## SET EXERCISE A:
Resize the answer coordinates in the rows starting at the row containing "tag=black puffer jacket" and ending at the row containing "top-left (198, 229), bottom-right (285, 450)", including both. Give only those rows again, format samples and requests included, with each answer coordinate multiplied by 0.95 and rounded to a whole number, halves rounded up.

Private Sector Initiatives

Reports suggest that the AfCFTA enjoys wide acceptance and heightened interest amongst the young African entrepreneurs and SMEs who are ready to explore the potentials that a larger African market presents.

Private sector start-ups have notwithstanding the delays of States parties sought to integrate African trade with start-ups offering services for company formation and compliance across Africa’s 54 countries and others offering a single digital infrastructure for businesses to start, scale and operate in every African country efficiently.

More traditional companies namely, two of Africa’s major logistics companies, Ethiopian Airlines Group and A-E Trade Group, signed a MoU to establish the East African smart logistics and fulfilment hub, committed to the establishment of a business relationship to provide end-to-end logistics solutions across Africa. Also, some AfCFTA-focused organisations like the AfCFTA Young Entrepreneurs Foundation (AfYEF) – have been formed. This and many other intra-African private partnerships and agreements show that the private sector has been more enthusiastic about the AfCFTA than African governments so far.

## RECORDS PROVIDED:
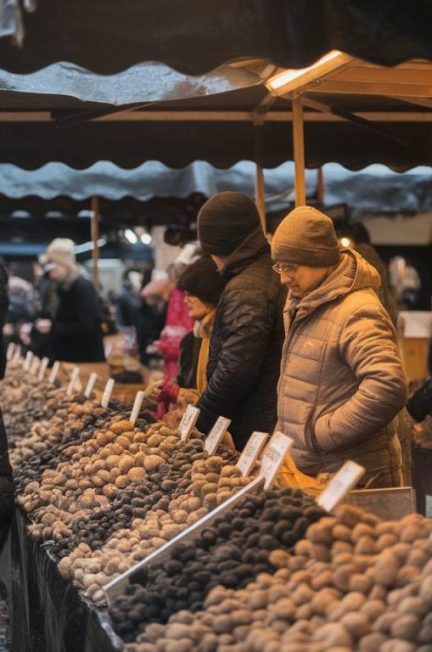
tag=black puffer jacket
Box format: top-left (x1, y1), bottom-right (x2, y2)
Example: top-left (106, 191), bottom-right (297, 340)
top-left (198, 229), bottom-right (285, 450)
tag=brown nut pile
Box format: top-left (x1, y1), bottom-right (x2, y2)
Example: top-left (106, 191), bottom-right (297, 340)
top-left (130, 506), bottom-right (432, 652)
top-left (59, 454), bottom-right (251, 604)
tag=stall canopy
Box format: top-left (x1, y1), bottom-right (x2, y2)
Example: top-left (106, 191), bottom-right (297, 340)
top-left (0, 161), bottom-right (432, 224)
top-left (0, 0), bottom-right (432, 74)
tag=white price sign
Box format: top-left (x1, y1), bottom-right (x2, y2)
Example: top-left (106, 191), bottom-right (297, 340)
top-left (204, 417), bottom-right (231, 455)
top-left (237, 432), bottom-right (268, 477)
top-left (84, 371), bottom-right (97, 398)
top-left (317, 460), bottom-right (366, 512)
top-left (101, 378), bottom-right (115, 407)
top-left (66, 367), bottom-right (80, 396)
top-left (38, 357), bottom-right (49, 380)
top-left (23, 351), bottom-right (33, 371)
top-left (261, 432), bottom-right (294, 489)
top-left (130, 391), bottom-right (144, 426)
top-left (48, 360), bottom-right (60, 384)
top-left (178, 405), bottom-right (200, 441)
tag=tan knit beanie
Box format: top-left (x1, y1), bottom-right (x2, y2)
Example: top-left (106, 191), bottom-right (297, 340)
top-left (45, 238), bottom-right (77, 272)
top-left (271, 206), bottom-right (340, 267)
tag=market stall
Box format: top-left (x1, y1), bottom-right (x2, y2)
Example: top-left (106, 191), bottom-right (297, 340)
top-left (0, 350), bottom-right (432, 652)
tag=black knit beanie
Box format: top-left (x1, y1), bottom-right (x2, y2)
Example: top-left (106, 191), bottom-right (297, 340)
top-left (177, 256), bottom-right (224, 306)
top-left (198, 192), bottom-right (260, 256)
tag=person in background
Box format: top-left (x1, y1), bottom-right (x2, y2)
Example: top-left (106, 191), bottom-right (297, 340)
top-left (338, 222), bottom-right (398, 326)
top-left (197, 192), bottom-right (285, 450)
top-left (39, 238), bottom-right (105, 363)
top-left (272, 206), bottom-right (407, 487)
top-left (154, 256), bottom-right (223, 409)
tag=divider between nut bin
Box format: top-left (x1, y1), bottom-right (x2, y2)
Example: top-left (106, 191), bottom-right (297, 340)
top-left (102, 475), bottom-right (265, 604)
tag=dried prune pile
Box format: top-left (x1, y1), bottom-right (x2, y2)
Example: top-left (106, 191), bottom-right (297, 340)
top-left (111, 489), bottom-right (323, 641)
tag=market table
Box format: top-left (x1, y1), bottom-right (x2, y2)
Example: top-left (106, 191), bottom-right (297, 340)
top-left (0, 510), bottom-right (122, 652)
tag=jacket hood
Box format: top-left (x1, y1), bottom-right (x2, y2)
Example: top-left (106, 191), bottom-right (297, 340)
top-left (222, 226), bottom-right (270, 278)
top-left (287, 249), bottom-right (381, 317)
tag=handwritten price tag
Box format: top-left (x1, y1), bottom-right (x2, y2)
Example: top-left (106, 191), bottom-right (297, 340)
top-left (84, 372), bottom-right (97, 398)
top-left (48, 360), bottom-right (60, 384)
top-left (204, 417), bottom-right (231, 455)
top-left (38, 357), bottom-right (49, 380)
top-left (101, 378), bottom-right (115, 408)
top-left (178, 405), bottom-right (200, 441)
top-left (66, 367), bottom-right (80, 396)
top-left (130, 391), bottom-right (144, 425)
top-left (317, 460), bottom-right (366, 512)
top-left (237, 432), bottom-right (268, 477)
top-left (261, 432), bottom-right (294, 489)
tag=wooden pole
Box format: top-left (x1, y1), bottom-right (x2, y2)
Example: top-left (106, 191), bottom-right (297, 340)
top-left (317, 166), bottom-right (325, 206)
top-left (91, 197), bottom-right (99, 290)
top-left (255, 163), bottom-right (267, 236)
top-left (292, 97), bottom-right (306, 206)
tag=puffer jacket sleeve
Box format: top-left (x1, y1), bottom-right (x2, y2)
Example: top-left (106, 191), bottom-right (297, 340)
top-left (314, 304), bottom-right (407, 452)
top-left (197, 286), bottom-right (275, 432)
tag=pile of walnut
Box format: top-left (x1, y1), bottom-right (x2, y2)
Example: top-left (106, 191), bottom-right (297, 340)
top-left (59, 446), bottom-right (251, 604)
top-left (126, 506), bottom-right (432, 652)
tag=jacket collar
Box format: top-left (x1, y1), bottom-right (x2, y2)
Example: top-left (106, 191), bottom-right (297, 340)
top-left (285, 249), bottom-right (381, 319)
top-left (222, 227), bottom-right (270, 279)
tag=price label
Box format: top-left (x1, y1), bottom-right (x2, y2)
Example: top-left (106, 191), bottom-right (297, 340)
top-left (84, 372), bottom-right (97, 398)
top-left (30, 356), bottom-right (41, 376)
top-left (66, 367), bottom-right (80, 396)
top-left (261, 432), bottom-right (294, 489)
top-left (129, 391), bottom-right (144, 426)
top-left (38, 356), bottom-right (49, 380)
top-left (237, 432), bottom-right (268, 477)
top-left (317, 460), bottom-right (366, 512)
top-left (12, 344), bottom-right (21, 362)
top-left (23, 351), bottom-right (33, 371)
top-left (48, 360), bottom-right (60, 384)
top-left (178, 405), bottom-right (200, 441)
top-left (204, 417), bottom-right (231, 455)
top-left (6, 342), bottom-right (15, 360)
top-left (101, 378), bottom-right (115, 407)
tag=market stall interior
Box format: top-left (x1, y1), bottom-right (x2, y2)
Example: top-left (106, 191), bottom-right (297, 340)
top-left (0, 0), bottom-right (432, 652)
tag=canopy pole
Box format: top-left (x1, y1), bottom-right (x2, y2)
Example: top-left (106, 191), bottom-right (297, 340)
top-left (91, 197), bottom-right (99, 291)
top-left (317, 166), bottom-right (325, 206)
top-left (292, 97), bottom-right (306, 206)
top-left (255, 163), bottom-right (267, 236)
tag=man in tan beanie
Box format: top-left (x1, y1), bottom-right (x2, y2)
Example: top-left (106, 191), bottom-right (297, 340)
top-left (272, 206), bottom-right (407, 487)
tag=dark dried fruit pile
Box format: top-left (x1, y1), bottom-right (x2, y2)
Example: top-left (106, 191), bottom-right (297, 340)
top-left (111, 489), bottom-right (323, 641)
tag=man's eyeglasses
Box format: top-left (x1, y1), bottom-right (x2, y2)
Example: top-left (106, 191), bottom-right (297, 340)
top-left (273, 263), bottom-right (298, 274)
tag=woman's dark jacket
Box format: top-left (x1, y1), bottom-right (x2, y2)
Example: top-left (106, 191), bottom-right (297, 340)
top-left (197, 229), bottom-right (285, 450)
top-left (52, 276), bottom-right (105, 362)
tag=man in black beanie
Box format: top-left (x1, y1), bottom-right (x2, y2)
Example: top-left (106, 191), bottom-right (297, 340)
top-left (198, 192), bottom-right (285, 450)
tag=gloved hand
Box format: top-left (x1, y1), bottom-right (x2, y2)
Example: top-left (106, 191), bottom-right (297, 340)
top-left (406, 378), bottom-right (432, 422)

...

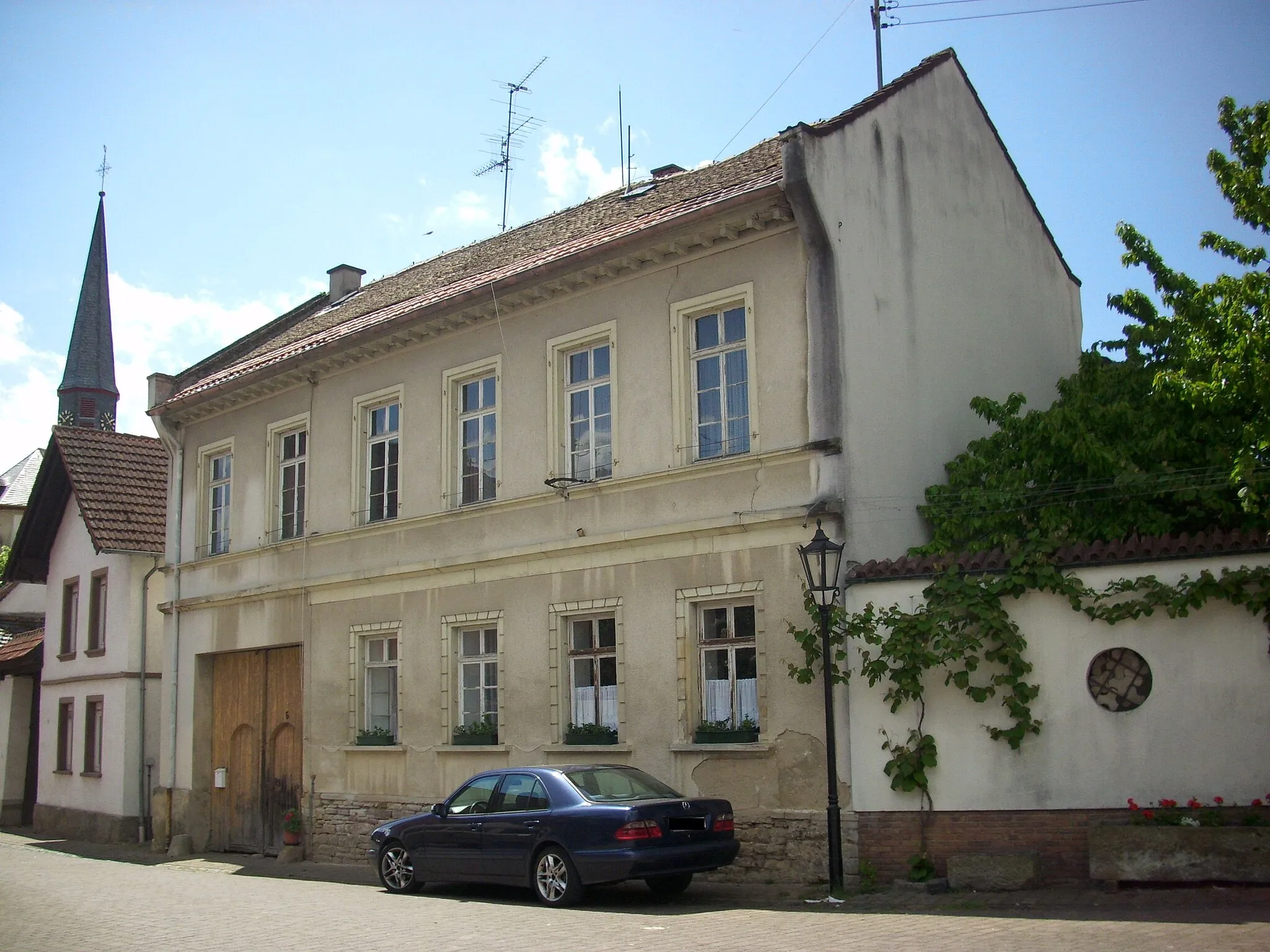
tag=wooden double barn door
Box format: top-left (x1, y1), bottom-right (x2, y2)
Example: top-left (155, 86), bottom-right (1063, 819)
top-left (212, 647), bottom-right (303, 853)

## SET EXERCISE B:
Using the text on private sector initiatives, list every company or organization it calls by name, not counting the AfCFTA itself.

## REPLY A:
tag=black puffer jacket
Box format: top-left (x1, y1), bottom-right (x2, y2)
Example: top-left (106, 191), bottom-right (297, 340)
top-left (188, 218), bottom-right (271, 428)

## REPLY B:
- Ethiopian Airlines Group
- A-E Trade Group
- AfCFTA Young Entrepreneurs Foundation (AfYEF)